____ 本文抜粋

おサル妻との山旅を中心に日々の出来事を綴ってみます。

名建築シリーズ25

郡山市郡山公会堂

℡)024‐934‐1212

 

往訪日:2023年7月30日

所在地:福島県郡山市麗山1‐8‐4

開館時間:9:00~21:00

アクセス:東北道・郡山ICから約15分

駐車場:麗山地区立体駐車場(1時間無料)

※イベントのない日は閉鎖

■設計:矢橋賢吉

■施工:清水組(現清水建設)

■竣工:1924年

■登録有形文化財(2003年指定)

 

《意外に侮れない地方のプチ名建築》

※幾つかの写真をネットより拝借いたしました。

 

ひつぞうです。遥々福島県まで来たので地方の名建築を歩いてみました。訪れたのは郡山公会堂。1924(大正13)年に市制施行を記念して建てられた公会堂で、2002(平成14)年には国の登録有形文化財に指定されました。以下、往訪記です。

 

★ ★ ★

 

JR郡山駅の西方に麗山地区がある。緑豊かな麗山公園を始め、幾つもの公園に取り囲まれ、近傍のNHK郡山放送局の白い建物がアクセントになっている。そんな静かな佇まいの一角に郡山公会堂はある。

 

矢橋賢吉翁

 

設計監修は矢橋賢吉(1869‐1927)。施工は清水組(現在の清水建設)。矢橋は大蔵省営繕官僚。つまり、役人自身が図面を引いていた時代の、近代公共建築のパイオニアのひとりで、辰野金吾等の薫陶を受け、国会議事堂の設計にも携わった。また、矢橋家といえば古くから続く大垣(岐阜県)の大素封家として知られ、戦後のビルモザイク画(大名古屋ビルヂング、中日ビルなど)を手掛けた画家、矢橋六郎は従弟にあたる。

 

(参考資料)

(旧大名古屋ビルヂングのホールを飾った《海》。新ビルの車寄せに移築された。さすがはアートの三菱地所)

 

公共建築、とりわけ県庁舎などを多数手掛けたこともあり、その殆どが建替えられ、矢橋作品の現存数は少ない。その意味でも公会堂は貴重な作例といえる。オランダのハーグ平和宮をモデルにしていると言われるが、実設計は部下だった荻原貞雄が当たっている。

 

★ ★ ★

 

 

公会堂の向かいに中央公民館・勤労青少年ホームが建っているが、この駐車場は関係者以外は停車できない。道路を挟んだ立体駐車場に止めよう。2時間は無料だ。

________
____ 表示データ

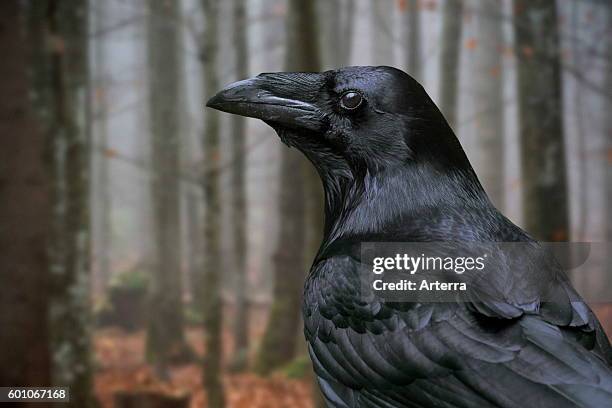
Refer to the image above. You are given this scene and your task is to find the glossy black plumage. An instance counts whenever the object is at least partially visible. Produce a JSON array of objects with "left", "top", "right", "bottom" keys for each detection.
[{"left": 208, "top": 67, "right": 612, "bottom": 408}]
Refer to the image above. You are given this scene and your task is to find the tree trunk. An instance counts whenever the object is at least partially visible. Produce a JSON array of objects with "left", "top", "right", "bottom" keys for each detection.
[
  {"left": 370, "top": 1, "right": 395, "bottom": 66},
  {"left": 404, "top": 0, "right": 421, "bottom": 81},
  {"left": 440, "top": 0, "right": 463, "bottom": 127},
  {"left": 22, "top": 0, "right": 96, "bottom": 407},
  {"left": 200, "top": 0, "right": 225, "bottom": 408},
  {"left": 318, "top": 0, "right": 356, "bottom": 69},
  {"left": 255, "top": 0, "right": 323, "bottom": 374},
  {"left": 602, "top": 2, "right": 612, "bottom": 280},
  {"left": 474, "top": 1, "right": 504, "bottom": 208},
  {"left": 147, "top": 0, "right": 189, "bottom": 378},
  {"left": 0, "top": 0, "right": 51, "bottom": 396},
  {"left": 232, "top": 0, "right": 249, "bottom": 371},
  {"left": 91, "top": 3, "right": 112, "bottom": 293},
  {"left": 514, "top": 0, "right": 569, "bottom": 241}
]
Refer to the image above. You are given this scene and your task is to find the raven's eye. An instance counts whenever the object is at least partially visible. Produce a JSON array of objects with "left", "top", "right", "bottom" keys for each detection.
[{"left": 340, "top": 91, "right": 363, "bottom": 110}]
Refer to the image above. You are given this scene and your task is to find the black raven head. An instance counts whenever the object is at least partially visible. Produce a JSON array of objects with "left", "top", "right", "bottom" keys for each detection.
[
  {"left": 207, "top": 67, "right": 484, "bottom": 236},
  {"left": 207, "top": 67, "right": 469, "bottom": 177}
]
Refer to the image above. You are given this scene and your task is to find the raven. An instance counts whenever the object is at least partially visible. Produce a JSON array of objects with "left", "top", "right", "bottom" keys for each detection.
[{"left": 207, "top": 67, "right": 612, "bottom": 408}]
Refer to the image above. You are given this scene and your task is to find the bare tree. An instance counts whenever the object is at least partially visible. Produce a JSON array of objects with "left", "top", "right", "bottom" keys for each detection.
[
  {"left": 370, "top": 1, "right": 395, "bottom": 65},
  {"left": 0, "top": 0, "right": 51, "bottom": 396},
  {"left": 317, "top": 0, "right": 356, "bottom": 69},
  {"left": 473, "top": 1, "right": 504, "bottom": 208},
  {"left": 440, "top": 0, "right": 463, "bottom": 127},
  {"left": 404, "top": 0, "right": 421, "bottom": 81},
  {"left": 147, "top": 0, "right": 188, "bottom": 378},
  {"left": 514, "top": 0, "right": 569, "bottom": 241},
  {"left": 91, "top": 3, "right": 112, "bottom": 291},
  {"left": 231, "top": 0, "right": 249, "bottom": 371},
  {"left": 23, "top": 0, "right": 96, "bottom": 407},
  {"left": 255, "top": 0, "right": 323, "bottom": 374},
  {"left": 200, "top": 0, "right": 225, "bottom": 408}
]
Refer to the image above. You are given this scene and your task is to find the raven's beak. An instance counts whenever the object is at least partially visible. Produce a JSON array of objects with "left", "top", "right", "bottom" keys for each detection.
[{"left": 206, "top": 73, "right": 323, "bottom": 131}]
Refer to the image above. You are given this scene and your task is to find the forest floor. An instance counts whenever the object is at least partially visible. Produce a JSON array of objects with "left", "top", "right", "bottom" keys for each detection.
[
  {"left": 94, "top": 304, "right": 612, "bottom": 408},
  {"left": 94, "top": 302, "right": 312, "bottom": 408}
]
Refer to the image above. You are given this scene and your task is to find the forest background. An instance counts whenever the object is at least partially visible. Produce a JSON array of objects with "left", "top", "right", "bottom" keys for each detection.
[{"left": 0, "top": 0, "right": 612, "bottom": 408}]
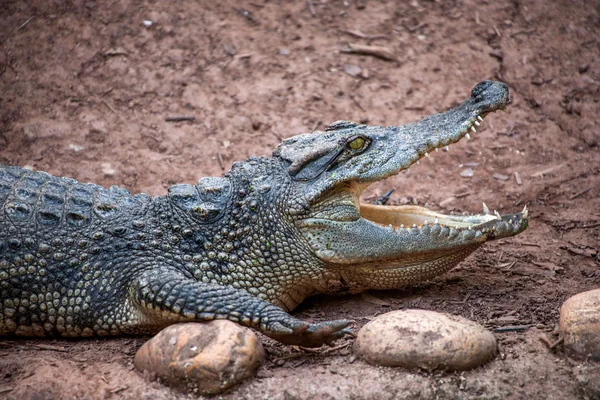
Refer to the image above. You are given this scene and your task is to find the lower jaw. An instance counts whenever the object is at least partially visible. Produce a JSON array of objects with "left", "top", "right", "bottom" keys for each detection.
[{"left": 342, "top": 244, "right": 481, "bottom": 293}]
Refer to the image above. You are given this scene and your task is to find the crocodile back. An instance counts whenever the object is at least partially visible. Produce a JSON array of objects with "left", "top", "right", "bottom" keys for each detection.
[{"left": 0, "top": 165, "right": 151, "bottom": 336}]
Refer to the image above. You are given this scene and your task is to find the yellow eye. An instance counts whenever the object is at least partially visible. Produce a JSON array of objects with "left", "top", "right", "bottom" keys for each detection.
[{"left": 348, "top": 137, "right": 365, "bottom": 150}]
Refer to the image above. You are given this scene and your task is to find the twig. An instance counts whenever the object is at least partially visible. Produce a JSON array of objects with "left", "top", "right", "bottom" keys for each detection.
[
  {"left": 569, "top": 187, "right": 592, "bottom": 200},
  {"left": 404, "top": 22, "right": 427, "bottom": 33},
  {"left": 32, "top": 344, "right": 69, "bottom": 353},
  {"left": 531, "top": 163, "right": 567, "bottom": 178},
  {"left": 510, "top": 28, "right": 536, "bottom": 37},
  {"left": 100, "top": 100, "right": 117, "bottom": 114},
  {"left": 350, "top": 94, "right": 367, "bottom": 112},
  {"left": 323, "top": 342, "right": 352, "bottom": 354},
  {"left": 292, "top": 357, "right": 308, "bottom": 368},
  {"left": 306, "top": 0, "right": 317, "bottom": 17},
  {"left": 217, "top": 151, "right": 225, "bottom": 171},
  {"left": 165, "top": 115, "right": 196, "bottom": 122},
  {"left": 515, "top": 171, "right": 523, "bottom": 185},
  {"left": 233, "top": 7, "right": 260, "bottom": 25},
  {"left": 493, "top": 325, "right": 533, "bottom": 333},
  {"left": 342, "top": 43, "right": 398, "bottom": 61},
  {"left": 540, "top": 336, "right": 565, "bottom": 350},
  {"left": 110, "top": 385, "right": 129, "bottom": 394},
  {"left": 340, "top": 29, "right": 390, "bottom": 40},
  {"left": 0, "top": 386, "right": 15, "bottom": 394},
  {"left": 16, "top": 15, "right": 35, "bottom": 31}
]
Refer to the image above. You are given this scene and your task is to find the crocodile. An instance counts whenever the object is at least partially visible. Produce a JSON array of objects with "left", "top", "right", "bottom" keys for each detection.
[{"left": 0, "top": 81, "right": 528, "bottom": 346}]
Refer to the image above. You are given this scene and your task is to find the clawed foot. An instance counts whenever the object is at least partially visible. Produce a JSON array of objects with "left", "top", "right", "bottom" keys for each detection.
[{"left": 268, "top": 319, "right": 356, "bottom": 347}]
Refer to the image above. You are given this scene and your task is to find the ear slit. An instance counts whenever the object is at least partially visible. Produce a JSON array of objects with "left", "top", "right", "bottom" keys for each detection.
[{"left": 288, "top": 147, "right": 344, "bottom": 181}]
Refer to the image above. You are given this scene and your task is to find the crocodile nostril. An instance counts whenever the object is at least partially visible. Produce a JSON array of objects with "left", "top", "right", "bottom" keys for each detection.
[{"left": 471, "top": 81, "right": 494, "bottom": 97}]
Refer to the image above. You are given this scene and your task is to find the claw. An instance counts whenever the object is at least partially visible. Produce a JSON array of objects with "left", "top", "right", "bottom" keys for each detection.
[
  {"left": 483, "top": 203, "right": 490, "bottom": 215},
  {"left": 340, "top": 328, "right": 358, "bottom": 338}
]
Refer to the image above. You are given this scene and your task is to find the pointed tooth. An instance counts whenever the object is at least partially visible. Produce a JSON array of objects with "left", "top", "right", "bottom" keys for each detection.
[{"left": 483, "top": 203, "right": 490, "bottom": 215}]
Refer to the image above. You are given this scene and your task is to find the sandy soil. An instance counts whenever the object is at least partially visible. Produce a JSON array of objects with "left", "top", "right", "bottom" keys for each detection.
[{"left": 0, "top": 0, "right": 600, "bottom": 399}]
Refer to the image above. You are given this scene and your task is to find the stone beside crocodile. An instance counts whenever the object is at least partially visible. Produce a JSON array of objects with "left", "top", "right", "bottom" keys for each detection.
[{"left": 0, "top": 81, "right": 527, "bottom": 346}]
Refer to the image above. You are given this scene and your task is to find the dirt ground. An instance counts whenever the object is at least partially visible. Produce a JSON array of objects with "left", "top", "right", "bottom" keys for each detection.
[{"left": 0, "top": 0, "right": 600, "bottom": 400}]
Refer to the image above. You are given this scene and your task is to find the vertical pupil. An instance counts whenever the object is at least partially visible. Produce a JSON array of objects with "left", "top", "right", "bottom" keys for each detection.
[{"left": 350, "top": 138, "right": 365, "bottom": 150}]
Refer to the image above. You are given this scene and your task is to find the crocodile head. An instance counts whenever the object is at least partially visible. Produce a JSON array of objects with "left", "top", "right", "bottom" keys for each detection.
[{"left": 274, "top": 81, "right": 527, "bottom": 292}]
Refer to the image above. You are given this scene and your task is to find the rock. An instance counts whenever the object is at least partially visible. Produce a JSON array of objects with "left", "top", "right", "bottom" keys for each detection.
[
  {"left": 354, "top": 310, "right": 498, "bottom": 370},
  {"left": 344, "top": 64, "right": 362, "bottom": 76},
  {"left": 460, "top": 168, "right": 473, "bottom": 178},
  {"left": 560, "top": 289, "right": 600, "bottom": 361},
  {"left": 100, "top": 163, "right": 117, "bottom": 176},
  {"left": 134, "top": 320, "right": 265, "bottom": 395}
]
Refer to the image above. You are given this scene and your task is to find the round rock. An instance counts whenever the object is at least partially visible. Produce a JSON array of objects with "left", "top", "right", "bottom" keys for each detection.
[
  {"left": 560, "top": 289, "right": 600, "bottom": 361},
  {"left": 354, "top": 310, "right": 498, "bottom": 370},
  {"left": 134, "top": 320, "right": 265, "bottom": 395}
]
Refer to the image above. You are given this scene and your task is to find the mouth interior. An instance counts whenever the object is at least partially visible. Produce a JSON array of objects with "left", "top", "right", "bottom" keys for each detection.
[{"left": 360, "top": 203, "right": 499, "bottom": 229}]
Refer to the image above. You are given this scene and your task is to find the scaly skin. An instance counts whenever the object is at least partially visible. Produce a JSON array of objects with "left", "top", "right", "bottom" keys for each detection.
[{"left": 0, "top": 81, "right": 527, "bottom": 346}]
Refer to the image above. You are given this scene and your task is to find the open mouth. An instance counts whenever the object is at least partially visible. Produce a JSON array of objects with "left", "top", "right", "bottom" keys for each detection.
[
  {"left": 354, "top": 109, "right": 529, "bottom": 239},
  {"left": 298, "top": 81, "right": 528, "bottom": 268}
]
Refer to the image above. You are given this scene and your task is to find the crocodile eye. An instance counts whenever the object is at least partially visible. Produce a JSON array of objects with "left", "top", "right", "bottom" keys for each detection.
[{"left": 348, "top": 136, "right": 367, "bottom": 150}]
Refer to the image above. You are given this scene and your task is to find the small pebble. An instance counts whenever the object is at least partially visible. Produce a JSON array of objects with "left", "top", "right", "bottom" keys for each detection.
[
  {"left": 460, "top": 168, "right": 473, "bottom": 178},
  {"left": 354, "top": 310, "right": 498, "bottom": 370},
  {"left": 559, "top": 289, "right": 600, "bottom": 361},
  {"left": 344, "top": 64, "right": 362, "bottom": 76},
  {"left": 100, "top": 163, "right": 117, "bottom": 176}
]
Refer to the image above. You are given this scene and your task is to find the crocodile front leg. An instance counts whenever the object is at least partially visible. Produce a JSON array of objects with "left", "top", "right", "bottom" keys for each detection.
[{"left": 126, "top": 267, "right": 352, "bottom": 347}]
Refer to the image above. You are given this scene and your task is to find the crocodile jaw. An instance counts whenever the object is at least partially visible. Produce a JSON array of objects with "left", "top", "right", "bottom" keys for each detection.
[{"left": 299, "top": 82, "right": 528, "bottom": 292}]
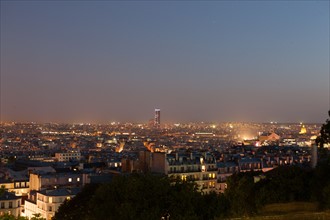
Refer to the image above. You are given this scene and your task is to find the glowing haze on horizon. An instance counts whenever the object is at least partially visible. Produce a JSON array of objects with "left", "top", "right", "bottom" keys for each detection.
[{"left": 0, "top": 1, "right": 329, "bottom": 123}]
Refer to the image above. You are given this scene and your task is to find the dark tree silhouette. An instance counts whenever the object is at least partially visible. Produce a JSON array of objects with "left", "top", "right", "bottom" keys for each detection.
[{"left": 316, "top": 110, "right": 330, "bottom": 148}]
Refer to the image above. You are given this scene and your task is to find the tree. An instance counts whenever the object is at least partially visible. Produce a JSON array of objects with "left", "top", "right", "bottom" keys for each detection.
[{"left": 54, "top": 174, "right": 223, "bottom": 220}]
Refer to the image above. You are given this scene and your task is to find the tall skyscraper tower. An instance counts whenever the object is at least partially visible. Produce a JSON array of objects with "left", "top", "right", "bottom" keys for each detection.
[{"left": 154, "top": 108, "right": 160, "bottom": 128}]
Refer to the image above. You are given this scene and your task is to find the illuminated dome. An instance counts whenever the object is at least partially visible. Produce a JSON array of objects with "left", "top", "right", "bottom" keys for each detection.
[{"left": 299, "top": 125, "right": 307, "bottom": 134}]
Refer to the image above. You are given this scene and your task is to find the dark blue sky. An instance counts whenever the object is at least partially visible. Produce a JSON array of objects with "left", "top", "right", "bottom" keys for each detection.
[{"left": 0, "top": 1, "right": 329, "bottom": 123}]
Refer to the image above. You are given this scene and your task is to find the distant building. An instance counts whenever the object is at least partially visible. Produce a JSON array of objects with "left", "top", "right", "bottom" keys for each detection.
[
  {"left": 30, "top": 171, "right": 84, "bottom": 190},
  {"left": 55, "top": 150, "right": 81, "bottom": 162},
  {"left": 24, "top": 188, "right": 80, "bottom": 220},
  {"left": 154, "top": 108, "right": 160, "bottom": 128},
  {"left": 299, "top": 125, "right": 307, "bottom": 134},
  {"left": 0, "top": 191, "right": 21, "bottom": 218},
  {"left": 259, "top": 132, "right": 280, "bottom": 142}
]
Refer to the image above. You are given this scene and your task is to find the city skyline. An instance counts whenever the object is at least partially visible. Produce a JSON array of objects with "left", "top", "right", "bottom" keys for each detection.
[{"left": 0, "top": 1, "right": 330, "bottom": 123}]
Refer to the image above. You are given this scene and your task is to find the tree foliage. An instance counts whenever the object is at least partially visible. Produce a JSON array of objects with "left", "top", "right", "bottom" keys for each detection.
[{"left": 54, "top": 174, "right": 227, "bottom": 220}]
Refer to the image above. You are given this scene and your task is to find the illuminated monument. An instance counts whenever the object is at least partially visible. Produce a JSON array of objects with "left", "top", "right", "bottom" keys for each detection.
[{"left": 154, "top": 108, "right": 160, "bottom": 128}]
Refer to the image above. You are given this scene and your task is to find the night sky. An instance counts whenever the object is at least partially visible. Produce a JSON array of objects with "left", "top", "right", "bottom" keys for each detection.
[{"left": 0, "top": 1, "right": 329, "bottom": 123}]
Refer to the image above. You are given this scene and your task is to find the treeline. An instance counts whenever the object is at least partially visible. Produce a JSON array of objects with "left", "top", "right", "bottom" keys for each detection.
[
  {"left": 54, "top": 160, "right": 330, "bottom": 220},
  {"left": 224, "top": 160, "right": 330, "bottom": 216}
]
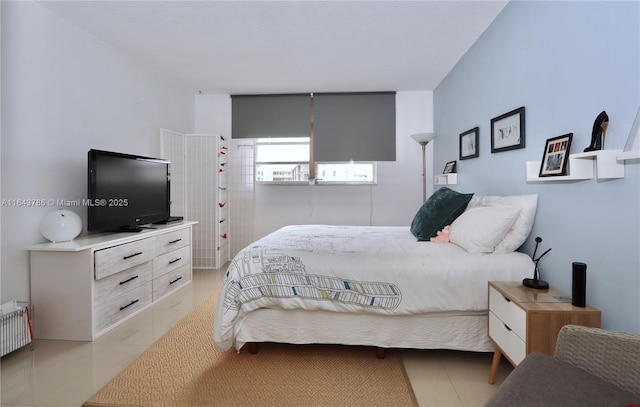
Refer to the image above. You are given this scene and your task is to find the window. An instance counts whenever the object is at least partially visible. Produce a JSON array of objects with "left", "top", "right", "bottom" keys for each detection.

________

出題 1:
記録から「head」という語を含む行をすべて探し出し、そのまま書き写すこと。
出題 2:
郡山公会堂の往訪記の続きを、最後の文の後から書き継ぐこと。

回答 1:
Refer to the image above. You are given this scene and your task is to find the black raven head. An instance counts whenever the object is at least partially visible. Produce a JSON array of objects with "left", "top", "right", "bottom" keys for each detection.
Refer to the image above. You are given this scene and your task is to find the crocodile head. An instance counts whenever the object is at least partially visible. Produce a JSON array of objects with "left", "top", "right", "bottom" keys for each detection.

回答 2:
 

「太っ腹だにゃ」サル

 

 

ここだよ。

 

「めっちゃ綺麗じゃね」サル 昨日できたばかりみたい

 

 

登録有形文化財の指定をうけた二年後の2004年に大規模な外観復元工事が施されたそうだ。それでも20年以上経っている。大切にされているのが理解できるね。ちなみにモデルと言われるオランダのハーグ平和宮はこんなデザインだよ。

 

(参考資料)

ハーグ平和宮(1905年)

 

「確かによく似ているにゃ」サル 塔が寸詰まりだけど

 

典型的なネオ・ルネサンス様式だね。明治から大正にかけての日本の洋風建築はほぼこれだ。ただ、贅沢な物言いかもしれないが、名建築は古色を帯びていないとピンとこない。あまりに綺麗に改修されていて(笑)。

 

 

それでは拝見。

 

 

「ふむふむ」サル どーでもいいけどメッチャ暑い

 

 

アーチと支柱は白御影石だ。

 

 

足許には色違いの石材によるデザインも。

 

 

扉はセセッション風だね。

 

 

側壁のアーチと飾り窓も美しい。

 

 

ということで内部には入れないのであった。

 

(参考資料)

 

実際はこんな感じらしい。

 

 

納得いかないのでお隣の中央公民館に取材してみた。

 

「公会堂の内部は観れないのですかの」サル

 

イベントがない日に限り、事前に申し込めば案内してくれるそうだ。なんだよ。調べておくんだった。

 

「ちょうど何もない日だったのに」サル 間がわる~い

 

いつもの事だよ。

 

 

ちなみにこの中央公民館の設計はNTTファシリティーズ。2015年3月竣工だ。

 

「やっぱりキレイだの」サル

 

 

内壁は公会堂の意匠に合わせてあるんだよ。折角なので展望台に上がってみよう。

 

 

エレベーターホールも凝っているんだよね。ここから天井を見上げると…

 

 

ほら。巻貝みたいでしょ。

 

 

「誰もいないね」サル

 

こう暑いとね(笑)。ほとんどサウナ状態。

 

 

でも眺望は最高!

 

「あのビルなに?」サル💦 汗がとまらん

 

左の鉄塔はNHK郡山放送局だね。その左隣の高いビルがJR郡山駅の辺りだよ。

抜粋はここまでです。